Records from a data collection
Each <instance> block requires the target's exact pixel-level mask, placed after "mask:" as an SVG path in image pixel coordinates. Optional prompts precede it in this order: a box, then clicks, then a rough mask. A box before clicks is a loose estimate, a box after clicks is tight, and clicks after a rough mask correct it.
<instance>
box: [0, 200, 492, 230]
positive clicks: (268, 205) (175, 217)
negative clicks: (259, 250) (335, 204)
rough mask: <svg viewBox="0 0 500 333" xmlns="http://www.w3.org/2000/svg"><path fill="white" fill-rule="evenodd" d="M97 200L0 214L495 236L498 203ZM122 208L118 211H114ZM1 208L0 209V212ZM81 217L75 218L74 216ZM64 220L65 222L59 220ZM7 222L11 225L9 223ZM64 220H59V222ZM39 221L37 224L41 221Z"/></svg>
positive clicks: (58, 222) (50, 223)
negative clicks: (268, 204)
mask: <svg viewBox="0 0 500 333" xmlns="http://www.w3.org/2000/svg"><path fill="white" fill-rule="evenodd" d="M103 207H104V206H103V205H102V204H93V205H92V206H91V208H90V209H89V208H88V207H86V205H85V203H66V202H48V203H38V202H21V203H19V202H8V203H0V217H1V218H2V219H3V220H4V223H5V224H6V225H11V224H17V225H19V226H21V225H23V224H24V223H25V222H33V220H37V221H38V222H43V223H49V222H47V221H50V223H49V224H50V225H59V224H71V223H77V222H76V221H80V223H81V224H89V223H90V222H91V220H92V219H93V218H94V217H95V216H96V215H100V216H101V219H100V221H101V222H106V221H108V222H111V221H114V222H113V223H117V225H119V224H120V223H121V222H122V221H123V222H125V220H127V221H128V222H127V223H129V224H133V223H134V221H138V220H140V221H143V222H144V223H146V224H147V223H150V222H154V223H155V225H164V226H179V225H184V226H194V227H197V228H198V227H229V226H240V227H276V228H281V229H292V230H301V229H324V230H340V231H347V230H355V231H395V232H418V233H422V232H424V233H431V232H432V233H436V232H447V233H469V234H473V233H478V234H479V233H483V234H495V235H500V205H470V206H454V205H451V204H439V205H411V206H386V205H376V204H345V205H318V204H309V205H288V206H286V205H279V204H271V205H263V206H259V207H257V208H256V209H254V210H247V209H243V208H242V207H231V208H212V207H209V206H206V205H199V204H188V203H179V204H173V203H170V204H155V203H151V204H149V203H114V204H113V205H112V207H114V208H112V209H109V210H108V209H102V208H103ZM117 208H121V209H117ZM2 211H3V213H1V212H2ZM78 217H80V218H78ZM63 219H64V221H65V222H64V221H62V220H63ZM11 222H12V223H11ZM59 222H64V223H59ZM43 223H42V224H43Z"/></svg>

Task statement
Rewrite the entries above, changing every "rough mask" to "coarse mask" and leaving everything else the same.

Answer to the problem
Each <instance> block requires the target's exact pixel-level mask, placed after "mask:" as an SVG path in image pixel coordinates. Optional prompts precede it in this order: a box, then clicks, then a coarse mask. A box before clicks is a loose estimate, a box after clicks is tight, and clicks after a coarse mask correct it.
<instance>
box: [0, 200, 492, 230]
positive clicks: (268, 205) (175, 217)
negative clicks: (259, 250) (335, 204)
coarse mask: <svg viewBox="0 0 500 333" xmlns="http://www.w3.org/2000/svg"><path fill="white" fill-rule="evenodd" d="M97 200L0 214L495 236L498 203ZM122 208L118 211H114ZM1 208L0 209V212ZM81 217L75 218L74 216ZM64 220L65 222L59 220ZM7 222L11 225L9 223ZM64 220H59V222ZM39 221L37 224L41 221Z"/></svg>
positive clicks: (58, 222) (50, 223)
negative clicks: (268, 204)
mask: <svg viewBox="0 0 500 333" xmlns="http://www.w3.org/2000/svg"><path fill="white" fill-rule="evenodd" d="M103 207H104V206H103V205H102V204H93V205H92V206H91V208H90V209H89V208H88V207H86V205H85V203H66V202H48V203H38V202H21V203H19V202H8V203H0V217H1V218H2V219H3V220H4V223H5V224H6V225H11V224H17V225H19V226H21V225H23V224H24V223H25V222H33V220H37V221H38V222H43V223H49V222H47V221H50V223H49V224H50V225H59V224H71V223H77V222H76V221H80V223H81V224H89V223H90V222H91V220H92V219H93V218H94V217H95V216H96V215H100V216H101V219H100V221H101V222H106V221H108V222H111V221H114V222H113V223H117V225H119V224H120V223H121V222H122V221H123V222H125V220H127V221H128V222H127V223H129V224H133V223H134V221H138V220H140V221H143V222H144V223H146V224H147V223H150V222H154V223H155V225H164V226H179V225H184V226H194V227H197V228H198V227H229V226H240V227H276V228H281V229H292V230H301V229H324V230H340V231H347V230H355V231H395V232H418V233H422V232H424V233H431V232H432V233H436V232H447V233H469V234H473V233H478V234H479V233H483V234H495V235H500V205H470V206H454V205H451V204H439V205H411V206H386V205H376V204H345V205H318V204H309V205H288V206H286V205H279V204H271V205H263V206H259V207H257V208H256V209H254V210H247V209H243V208H242V207H231V208H212V207H209V206H206V205H199V204H188V203H179V204H173V203H170V204H155V203H151V204H149V203H114V204H113V205H112V207H114V208H112V209H109V210H108V209H102V208H103ZM117 208H121V209H117ZM2 211H3V213H1V212H2ZM78 217H80V218H78ZM63 219H64V221H65V222H64V221H62V220H63ZM11 222H12V223H11ZM59 222H64V223H59ZM43 223H42V224H43Z"/></svg>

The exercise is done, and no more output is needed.